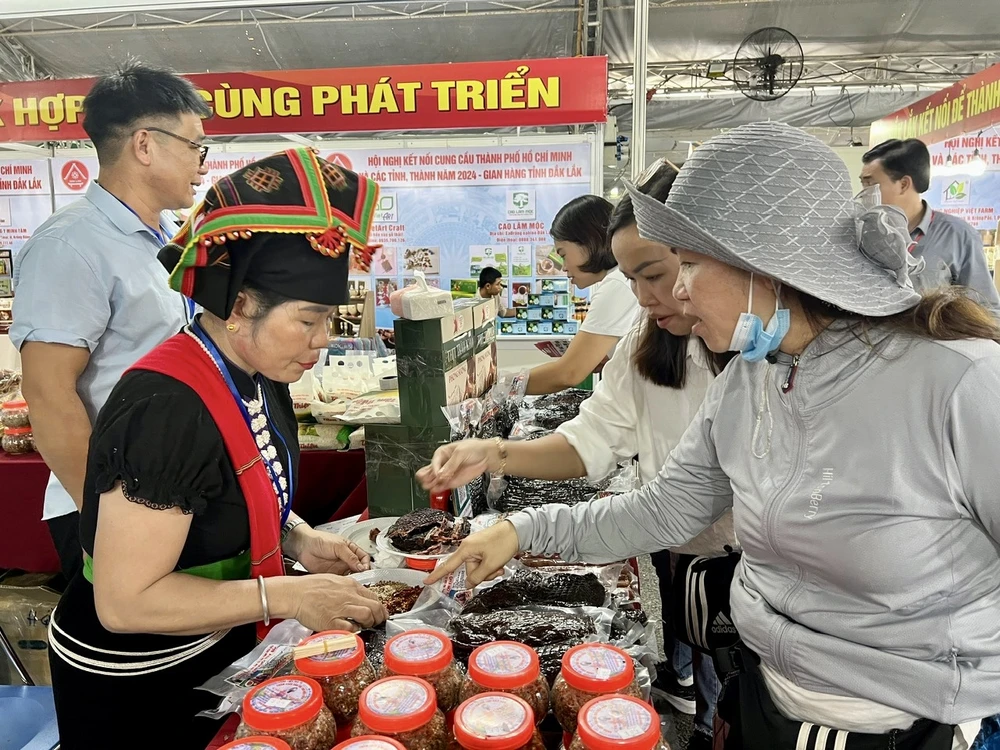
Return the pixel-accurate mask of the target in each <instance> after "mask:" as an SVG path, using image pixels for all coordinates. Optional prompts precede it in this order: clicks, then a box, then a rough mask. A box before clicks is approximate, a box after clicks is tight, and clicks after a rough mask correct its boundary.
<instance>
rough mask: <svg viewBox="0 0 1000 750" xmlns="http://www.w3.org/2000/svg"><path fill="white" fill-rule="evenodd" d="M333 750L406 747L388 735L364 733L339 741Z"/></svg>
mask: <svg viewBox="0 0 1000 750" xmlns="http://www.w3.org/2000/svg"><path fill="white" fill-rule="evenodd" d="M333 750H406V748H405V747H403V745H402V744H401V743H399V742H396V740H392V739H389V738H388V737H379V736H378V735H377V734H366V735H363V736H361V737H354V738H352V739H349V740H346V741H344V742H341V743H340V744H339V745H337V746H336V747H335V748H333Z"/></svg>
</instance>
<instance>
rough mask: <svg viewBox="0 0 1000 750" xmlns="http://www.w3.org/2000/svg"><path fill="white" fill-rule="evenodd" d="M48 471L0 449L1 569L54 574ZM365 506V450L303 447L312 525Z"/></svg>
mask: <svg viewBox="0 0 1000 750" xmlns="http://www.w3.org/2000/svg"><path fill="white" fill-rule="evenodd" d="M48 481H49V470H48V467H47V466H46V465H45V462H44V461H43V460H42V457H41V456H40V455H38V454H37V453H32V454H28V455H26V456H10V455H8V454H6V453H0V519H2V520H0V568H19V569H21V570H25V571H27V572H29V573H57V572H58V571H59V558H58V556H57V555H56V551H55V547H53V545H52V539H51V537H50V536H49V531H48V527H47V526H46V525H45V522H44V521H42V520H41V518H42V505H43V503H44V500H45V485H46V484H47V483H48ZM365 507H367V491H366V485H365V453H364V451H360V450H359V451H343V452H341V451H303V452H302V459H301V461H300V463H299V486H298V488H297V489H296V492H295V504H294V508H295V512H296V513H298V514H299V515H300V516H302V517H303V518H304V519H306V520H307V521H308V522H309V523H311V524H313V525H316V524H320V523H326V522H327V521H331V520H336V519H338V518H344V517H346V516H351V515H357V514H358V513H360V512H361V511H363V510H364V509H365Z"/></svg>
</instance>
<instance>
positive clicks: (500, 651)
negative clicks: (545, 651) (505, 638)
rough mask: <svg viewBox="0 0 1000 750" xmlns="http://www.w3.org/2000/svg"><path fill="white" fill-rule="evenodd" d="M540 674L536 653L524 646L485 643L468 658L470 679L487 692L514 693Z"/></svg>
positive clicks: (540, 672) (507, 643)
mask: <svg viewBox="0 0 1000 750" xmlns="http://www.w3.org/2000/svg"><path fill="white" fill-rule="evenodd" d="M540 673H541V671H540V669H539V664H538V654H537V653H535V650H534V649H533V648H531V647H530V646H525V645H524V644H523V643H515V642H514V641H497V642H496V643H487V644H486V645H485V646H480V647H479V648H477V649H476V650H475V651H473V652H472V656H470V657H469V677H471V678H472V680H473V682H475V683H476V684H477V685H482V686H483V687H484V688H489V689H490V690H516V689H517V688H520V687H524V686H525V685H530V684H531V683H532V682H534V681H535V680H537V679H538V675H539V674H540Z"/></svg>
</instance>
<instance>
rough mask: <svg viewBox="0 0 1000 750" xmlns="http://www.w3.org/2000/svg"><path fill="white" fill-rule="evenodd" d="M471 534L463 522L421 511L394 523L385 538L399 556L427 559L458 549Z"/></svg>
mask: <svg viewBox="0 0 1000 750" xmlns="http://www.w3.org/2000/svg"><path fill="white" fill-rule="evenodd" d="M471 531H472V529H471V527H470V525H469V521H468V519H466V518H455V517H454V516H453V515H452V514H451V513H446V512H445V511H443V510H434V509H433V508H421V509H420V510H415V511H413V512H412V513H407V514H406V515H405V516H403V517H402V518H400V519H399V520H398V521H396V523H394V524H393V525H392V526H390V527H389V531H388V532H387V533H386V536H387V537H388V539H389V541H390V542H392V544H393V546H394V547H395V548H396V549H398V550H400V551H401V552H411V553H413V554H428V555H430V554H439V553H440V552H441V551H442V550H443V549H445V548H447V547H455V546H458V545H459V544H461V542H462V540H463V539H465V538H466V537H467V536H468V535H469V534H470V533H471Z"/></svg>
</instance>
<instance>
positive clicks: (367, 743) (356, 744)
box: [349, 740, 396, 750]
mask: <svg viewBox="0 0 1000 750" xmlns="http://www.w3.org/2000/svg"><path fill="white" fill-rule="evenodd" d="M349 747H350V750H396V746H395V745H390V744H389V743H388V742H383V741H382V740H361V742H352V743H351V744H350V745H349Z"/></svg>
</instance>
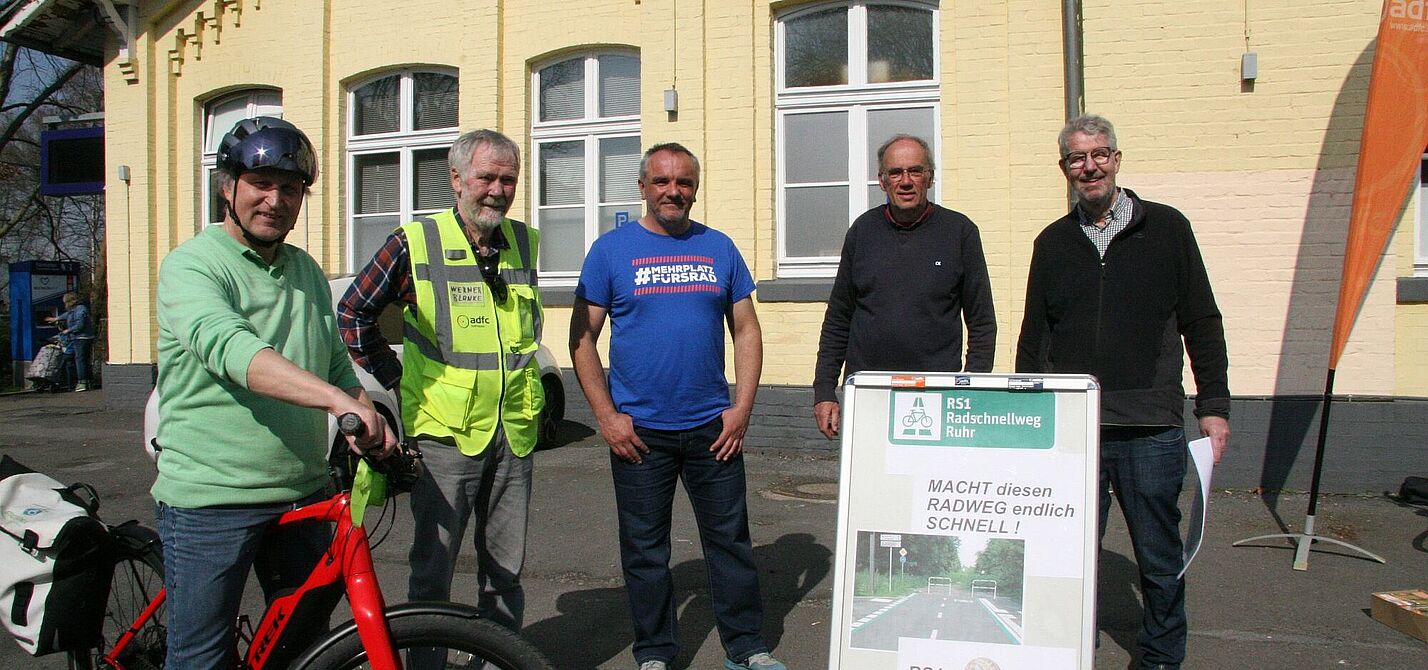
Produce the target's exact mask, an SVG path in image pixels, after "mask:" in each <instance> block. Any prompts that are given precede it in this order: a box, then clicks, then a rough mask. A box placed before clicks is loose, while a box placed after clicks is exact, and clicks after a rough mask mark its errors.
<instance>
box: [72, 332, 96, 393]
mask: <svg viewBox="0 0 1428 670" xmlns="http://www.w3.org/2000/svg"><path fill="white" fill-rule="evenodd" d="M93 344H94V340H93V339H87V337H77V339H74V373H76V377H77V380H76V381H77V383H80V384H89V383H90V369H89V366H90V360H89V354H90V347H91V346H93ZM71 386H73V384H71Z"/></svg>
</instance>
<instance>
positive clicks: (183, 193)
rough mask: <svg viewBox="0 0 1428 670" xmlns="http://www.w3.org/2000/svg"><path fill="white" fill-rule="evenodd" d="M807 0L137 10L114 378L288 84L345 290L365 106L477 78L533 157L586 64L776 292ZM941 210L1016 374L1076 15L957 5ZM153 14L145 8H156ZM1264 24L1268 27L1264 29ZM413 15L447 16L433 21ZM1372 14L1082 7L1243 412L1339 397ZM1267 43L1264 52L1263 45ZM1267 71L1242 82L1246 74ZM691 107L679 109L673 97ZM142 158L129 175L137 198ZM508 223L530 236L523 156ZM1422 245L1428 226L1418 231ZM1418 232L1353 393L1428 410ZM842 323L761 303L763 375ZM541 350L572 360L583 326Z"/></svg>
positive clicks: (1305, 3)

═══

# Task details
Output the listing as a Markdown table with the columns Row and Line, starting at its beginning and ending at the line that contains "750L406 747L388 735L364", both included. Number the rows in order, give each line in full, and leave out the pictures and any blank lines.

# Expected answer
| Row | Line |
|---|---|
| 1 | Return the pixel-accurate mask of the target in each <instance> after "mask:" as an SVG path, using image pixels for all coordinates. Optional prompts precede it in this order: clicks, then a box, then a rough mask. A box before clicks is approximate, a box after clicks is tight, and clicks after a rough mask correct its boundary. |
| 2 | <instance> |
| 3 | rough mask: <svg viewBox="0 0 1000 750" xmlns="http://www.w3.org/2000/svg"><path fill="white" fill-rule="evenodd" d="M333 750L406 747L388 735L364 733L339 741Z"/></svg> |